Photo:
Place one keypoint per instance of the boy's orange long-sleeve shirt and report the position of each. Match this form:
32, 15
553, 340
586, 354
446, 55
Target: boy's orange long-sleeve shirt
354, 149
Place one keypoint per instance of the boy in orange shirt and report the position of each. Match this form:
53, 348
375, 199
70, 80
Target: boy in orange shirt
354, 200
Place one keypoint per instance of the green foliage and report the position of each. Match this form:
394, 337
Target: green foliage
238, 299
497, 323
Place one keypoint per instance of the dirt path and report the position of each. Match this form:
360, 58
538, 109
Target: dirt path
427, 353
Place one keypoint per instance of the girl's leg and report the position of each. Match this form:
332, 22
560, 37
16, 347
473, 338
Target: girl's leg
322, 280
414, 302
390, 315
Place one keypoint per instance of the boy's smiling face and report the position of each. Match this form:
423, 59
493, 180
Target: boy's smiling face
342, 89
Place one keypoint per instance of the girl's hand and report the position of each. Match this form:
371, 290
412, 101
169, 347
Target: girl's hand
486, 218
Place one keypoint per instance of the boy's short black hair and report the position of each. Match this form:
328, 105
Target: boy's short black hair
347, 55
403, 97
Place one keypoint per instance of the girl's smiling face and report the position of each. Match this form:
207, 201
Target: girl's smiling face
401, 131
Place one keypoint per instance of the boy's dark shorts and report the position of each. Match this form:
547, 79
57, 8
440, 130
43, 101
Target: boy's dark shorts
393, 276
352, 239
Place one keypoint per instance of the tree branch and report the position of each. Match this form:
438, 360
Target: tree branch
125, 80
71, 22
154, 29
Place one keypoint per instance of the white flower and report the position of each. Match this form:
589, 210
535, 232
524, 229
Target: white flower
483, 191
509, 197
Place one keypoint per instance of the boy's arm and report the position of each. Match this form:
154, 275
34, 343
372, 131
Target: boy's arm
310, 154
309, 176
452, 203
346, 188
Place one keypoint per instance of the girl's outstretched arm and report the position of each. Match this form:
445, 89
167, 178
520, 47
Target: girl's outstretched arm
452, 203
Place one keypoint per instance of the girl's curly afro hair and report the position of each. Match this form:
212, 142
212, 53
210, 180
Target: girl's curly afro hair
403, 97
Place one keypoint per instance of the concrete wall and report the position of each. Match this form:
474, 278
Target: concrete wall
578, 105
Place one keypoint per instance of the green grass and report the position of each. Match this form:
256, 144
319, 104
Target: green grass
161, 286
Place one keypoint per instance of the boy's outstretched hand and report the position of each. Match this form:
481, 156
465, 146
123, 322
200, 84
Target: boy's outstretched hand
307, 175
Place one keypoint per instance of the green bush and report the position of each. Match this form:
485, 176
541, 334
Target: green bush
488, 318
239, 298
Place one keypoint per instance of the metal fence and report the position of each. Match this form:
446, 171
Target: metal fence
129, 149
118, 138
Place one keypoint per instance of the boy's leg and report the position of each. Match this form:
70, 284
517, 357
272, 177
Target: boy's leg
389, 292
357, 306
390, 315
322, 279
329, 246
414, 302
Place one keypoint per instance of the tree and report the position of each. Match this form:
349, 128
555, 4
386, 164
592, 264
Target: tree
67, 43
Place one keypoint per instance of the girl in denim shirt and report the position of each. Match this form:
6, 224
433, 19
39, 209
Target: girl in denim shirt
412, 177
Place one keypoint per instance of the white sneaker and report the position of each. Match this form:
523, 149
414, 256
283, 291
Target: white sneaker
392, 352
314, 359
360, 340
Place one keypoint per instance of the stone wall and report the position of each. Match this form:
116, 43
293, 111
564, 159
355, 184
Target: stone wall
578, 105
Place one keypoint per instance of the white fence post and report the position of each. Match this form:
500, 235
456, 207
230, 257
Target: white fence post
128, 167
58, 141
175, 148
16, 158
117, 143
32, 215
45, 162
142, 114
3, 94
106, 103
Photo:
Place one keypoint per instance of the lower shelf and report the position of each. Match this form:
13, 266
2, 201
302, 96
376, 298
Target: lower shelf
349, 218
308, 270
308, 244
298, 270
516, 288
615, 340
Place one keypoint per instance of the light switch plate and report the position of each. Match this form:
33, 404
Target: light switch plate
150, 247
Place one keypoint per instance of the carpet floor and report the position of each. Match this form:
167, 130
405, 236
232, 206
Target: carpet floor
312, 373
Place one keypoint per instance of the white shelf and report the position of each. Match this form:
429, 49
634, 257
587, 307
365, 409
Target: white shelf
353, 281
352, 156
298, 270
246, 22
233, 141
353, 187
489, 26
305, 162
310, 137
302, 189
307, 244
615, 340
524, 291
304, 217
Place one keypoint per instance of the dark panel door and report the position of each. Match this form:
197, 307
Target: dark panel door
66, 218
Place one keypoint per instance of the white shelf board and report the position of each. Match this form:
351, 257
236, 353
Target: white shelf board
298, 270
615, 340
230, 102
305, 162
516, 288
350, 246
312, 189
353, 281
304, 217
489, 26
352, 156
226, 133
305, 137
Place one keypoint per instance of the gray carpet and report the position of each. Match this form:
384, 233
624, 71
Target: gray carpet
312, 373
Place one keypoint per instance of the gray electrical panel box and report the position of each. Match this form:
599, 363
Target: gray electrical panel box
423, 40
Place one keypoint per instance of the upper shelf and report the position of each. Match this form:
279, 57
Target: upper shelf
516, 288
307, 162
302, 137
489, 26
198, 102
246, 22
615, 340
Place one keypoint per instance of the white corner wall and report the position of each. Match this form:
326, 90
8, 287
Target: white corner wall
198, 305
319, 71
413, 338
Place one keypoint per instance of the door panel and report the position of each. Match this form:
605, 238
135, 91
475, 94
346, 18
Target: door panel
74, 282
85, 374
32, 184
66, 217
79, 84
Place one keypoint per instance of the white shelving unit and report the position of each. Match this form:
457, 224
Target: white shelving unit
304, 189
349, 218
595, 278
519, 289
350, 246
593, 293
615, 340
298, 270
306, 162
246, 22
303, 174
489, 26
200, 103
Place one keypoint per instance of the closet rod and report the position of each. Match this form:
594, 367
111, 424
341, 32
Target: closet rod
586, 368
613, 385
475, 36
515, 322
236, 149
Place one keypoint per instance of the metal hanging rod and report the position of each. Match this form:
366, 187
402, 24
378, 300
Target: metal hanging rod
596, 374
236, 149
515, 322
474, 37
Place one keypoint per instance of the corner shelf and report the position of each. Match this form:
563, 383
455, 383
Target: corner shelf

——

_Your task_
Retype all the material above precisely, with no line left out.

_Task solution_
Photo:
Place one keypoint per instance of the boy's orange long-sleeve shirt and report the position of each. Match this form:
32, 15
553, 340
586, 354
446, 55
Target: boy's orange long-sleeve shirt
354, 149
Place one keypoint per instance of the boy in orange shirt and report the position of each. Match this form:
53, 348
375, 199
70, 80
Target: boy in orange shirt
354, 200
Place one keypoint per instance of the green foliage and report the position of each. Match this form:
394, 337
Target: green foliage
238, 299
497, 323
Place one keypoint per instance of the dirt path and report the position of each. Match this form:
360, 58
538, 109
Target: dirt path
427, 353
Place one keypoint per instance of the girl's leg and report the position of each. Match this form:
332, 22
560, 37
16, 347
473, 338
Target: girl's leg
322, 280
414, 302
390, 315
Place one keypoint per instance of the boy's smiling face and report the position of each. Match this form:
423, 59
493, 180
Target: boy's smiling face
342, 89
Place one keypoint per instance of the girl's hand and report the position of each. Match this form:
371, 290
412, 101
169, 347
Target: girl's hand
486, 218
Place one keypoint per instance of the boy's short black hair and report the position of each. Match this form:
328, 105
Target: boy's short black hair
347, 55
403, 97
Place one keypoint per instance of the girl's smiling face and report the position of each. Match this form:
207, 201
Target: girl's smiling face
401, 131
Place one keypoint per instance of the boy's dark shorts and report the position of each. Match this form:
547, 79
57, 8
440, 130
43, 101
Target: boy's dark shorts
393, 276
352, 239
Place one keypoint per instance of the tree branch and report the position of each. Match this form:
438, 360
Target: tree branch
125, 80
71, 22
154, 29
Place one keypoint per instance of the white flower and report the position of each. Match this form:
589, 210
535, 232
524, 229
Target: white flower
483, 191
509, 197
Place one keypoint per instance of the boy's arm and report the position of each. Match this form:
154, 275
34, 343
372, 131
Target: boy's arm
310, 154
309, 176
452, 203
346, 188
Place one keypoint per instance of the girl's outstretched arm and report the position of each. Match this form:
445, 89
167, 178
520, 47
Target: girl's outstretched arm
452, 203
Place one keypoint per instance of the girl's curly afro hair and report the position of each. Match this form:
212, 142
212, 53
210, 180
Target: girl's curly afro hair
403, 97
Place one keypoint per instance of the concrete wall and report the position of each. Match this form:
474, 278
Target: concrete wall
578, 105
Place one keypoint per instance of the green grass and report the position of each. Match this form:
256, 144
319, 104
Target: green grass
161, 286
Place one keypoint per instance of the boy's outstretched hand and report the position of each. Match this form:
481, 156
465, 146
123, 322
200, 84
Target: boy's outstretched hand
307, 175
Place one keypoint per instance of the green bush and report the position of each. Match this form:
485, 176
541, 334
Target: green bush
488, 318
239, 298
Place one keypoint per instance of the metal fence and report the position of each. Match this form:
446, 171
Target: metal fence
129, 149
118, 138
Place one keypoint per instance of the boy's leg and report the position of each. Match this form:
70, 284
517, 357
272, 177
Target: boy's leg
389, 292
357, 306
390, 315
322, 279
329, 246
414, 302
Place one keypoint per instance of the tree and report the position of each. Match this form:
349, 128
555, 4
386, 164
592, 264
Target: tree
67, 43
Place one keypoint per instance of the girl in denim shirt and report the position of each. Match this form:
6, 224
433, 19
39, 209
Target: girl in denim shirt
412, 177
Place one keypoint per instance of the white sneaker and report the position of each. Match this form:
523, 149
414, 256
283, 291
Target: white sneaker
392, 352
314, 359
360, 340
Place one keypoint per instance of the stone wall and report the position of each. Match this form:
116, 43
293, 111
564, 159
355, 184
Target: stone wall
578, 105
Place one keypoint per instance of the white fence post and report the position of each. Match this form:
500, 235
456, 207
230, 257
Target: white fence post
128, 167
58, 141
175, 148
16, 158
117, 143
32, 215
45, 162
142, 114
3, 94
106, 103
Photo:
Place one keypoint per instance of the lower shelf and report the position of each. Match this form:
13, 266
2, 201
302, 96
376, 298
Target: lower shelf
349, 218
308, 270
308, 244
298, 270
516, 288
615, 340
Place one keypoint per instance of the light switch plate and report the position of each. Match this form:
33, 404
Target: light switch plate
150, 247
Place one keypoint per instance of the carpet floor and report the position of each. Match this form:
167, 130
405, 236
232, 206
Target: carpet floor
312, 373
Place one keypoint per instance of the white shelf and report the position of each. Match this form:
429, 49
634, 257
587, 307
365, 409
Target: white shelf
353, 281
352, 156
298, 270
246, 22
233, 141
353, 187
489, 26
305, 162
310, 137
302, 189
307, 244
615, 340
524, 291
304, 217
Place one keypoint per instance of the dark panel door and report the position of each. Match this form:
197, 307
Target: dark panel door
66, 218
Place one keypoint per instance of the white shelf board and report the position of each. Match this form:
351, 257
236, 353
Target: white shelf board
298, 270
615, 340
230, 102
305, 162
516, 288
350, 246
312, 189
353, 281
304, 217
489, 26
352, 156
226, 133
305, 137
Place one keypoint per instance of the gray carpet and report the position of each. Match this form:
384, 233
624, 71
Target: gray carpet
312, 373
Place one keypoint per instance of the gray electrical panel box and report the position of each. Match this form:
599, 363
Target: gray electrical panel box
423, 40
Place one keypoint per instance of the upper shelf and report the position of each. Match this form:
279, 57
Target: upper shelf
516, 288
307, 162
302, 137
489, 26
198, 102
246, 22
615, 340
Place one keypoint per instance of the white corner wall and report the position of each. Match this form:
326, 90
8, 287
Target: white corner wall
198, 305
319, 71
413, 338
Place one keypoint per instance of the door panel and report the position of each. Match this form:
605, 238
135, 91
475, 94
346, 18
Target: door panel
74, 282
85, 374
32, 184
66, 217
79, 84
Place one keypoint per instance of the white shelving unit and report the position of each. Match this form:
457, 224
Target: white shelving unit
304, 189
349, 218
595, 278
519, 289
350, 246
593, 293
615, 340
298, 270
306, 162
246, 22
303, 174
489, 26
200, 103
Place one keypoint per instance of the closet rod and report the position of each. Match this form:
594, 367
111, 424
341, 32
Target: closet rod
586, 368
613, 385
475, 36
515, 322
236, 149
Place one keypoint per instance of the metal hanging rod and report the position of each. Match this form:
366, 187
402, 24
378, 300
Target: metal hanging rod
596, 374
236, 149
515, 322
474, 37
Place one keypoint per instance of the corner shelf and report the position of each. Match this form:
563, 383
455, 383
Target: corner shelf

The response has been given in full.